Vorliegender Text:

══════

Mittelschwaebische Nachrichten
Glück kann auch eine neue Frisur sein
Friseure und Barbershops dürfen wieder öffnen. Im Landkreis Günzburg freuen sich die Kunden, wenn sie einen Termin ergattert haben. Und natürlich auch die Salon-Inhaber. Hätten sie ihren ersten Termin versteigert?
Landkreis Behutsam fährt Oktay Akkaya seinem Kunden Remzi Kültür mit dem Rasierer über den blonden Nacken. Im Hintergrund wuselt Mavish, die saloneigene schwarze Old English Bulldogge, herum. Das Telefon klingelt, Mitinhaberin Melissa Ünal nimmt im Hintergrund ab: der nächste Kunde, der einen Termin möchte. Zumindest am Montag wird das nichts mehr, denn der Salon ist von zehn bis 18 Uhr ausgebucht.

══════

Bereitgestelltes Material:
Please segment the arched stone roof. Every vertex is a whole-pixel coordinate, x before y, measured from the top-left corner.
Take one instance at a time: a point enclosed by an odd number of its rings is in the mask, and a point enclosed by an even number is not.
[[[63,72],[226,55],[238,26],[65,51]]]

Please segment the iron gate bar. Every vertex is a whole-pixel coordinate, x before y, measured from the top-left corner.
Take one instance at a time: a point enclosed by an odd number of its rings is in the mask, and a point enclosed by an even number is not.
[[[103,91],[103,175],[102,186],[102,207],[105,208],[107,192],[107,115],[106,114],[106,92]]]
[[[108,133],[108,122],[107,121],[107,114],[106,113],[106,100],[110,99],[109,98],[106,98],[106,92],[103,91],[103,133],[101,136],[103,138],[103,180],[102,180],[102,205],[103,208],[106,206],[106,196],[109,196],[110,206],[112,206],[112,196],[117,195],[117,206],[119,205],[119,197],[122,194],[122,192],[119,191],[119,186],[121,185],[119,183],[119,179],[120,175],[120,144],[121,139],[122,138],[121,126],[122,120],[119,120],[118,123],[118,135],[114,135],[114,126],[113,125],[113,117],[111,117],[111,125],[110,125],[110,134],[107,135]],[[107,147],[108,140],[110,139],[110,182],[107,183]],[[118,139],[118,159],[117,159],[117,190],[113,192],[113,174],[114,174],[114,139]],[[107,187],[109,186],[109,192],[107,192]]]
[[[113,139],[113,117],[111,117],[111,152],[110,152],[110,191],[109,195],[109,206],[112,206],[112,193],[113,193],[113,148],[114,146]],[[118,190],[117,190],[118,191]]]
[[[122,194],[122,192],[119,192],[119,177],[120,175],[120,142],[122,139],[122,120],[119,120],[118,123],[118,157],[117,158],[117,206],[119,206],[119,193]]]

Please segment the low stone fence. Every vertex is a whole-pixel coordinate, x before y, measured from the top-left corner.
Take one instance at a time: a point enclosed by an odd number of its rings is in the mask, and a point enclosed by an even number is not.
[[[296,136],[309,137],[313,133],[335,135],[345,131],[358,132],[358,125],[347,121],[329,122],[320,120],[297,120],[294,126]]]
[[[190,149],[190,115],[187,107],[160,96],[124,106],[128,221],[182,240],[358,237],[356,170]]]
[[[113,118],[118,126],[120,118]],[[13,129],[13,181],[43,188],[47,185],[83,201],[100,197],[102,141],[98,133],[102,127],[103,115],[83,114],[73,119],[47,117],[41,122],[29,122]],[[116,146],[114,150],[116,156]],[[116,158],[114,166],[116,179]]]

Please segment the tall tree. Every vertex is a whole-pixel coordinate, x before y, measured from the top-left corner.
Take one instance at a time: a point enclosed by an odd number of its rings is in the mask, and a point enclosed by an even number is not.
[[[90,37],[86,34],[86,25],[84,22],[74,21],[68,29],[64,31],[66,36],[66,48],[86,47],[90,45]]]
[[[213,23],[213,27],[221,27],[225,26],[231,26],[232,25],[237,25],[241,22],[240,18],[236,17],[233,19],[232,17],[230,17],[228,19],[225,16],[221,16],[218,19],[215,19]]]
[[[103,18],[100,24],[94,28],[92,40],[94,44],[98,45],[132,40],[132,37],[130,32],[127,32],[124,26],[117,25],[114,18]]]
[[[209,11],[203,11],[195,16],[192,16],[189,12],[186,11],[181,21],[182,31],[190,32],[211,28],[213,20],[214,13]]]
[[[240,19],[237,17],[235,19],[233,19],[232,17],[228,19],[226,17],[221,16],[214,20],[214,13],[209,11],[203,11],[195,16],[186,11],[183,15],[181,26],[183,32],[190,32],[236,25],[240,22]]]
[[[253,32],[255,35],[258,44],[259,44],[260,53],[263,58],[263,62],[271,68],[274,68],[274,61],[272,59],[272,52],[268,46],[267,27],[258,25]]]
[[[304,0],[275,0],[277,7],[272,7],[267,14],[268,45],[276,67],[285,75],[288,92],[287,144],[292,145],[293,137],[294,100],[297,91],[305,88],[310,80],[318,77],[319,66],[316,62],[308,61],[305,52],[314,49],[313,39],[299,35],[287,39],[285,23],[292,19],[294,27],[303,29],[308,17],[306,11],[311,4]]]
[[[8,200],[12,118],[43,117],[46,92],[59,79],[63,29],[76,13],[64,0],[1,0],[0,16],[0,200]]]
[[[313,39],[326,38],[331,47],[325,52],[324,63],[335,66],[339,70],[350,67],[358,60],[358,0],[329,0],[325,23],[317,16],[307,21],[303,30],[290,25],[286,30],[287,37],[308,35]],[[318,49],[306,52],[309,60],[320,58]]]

══════

Arbeitsauftrag:
Schreibe den Bericht über die Wiedereröffnung der Friseursalons von „Mittelschwaebische Nachrichten“ bis „18 Uhr ausgebucht.“ erneut auf und benenne dabei „Termin“ in „Friseurtermin“ um.

Lösung:
Mittelschwaebische Nachrichten
Glück kann auch eine neue Frisur sein
Friseure und Barbershops dürfen wieder öffnen. Im Landkreis Günzburg freuen sich die Kunden, wenn sie einen Friseurtermin ergattert haben. Und natürlich auch die Salon-Inhaber. Hätten sie ihren ersten Friseurtermin versteigert?
Landkreis Behutsam fährt Oktay Akkaya seinem Kunden Remzi Kültür mit dem Rasierer über den blonden Nacken. Im Hintergrund wuselt Mavish, die saloneigene schwarze Old English Bulldogge, herum. Das Telefon klingelt, Mitinhaberin Melissa Ünal nimmt im Hintergrund ab: der nächste Kunde, der einen Friseurtermin möchte. Zumindest am Montag wird das nichts mehr, denn der Salon ist von zehn bis 18 Uhr ausgebucht.